**TASK OBJECTIVE**
Please return every line of the records that contains the word "crown".

(Referring expression pointing data)
------------------------------------------------------------

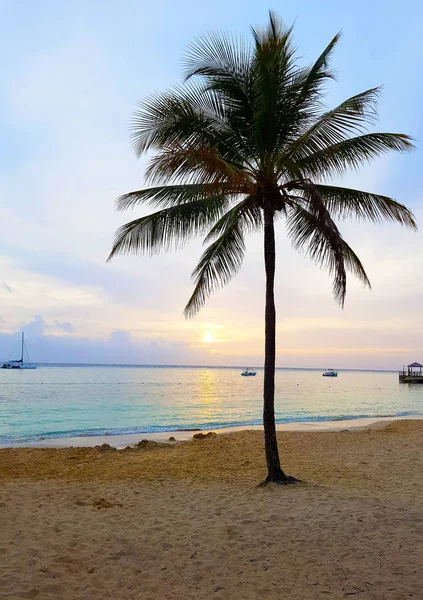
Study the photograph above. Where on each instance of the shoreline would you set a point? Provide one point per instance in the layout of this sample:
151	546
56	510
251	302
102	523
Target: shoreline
121	441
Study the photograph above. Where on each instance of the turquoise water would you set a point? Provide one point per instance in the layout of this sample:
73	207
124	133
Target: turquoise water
93	400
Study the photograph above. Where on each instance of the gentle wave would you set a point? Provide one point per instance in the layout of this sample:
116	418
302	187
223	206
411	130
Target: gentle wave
193	427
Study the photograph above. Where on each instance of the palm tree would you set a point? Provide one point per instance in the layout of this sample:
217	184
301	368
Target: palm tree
246	140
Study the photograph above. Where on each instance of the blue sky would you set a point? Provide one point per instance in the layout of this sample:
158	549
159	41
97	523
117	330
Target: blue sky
73	74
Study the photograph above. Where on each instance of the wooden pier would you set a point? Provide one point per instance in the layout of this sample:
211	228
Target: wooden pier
412	374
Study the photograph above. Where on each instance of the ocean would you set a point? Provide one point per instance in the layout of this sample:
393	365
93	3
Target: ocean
69	400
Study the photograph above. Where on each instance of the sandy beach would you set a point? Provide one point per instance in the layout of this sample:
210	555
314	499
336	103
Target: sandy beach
185	520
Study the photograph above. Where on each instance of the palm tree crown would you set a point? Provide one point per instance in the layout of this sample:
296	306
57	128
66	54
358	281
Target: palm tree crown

------------------------------------------------------------

**COMPLETED TASK**
Study the photograph above. Where on each instance of the palm tree crown would you set a point? Provide one point per instance in the layout of this sample:
Target: palm tree crown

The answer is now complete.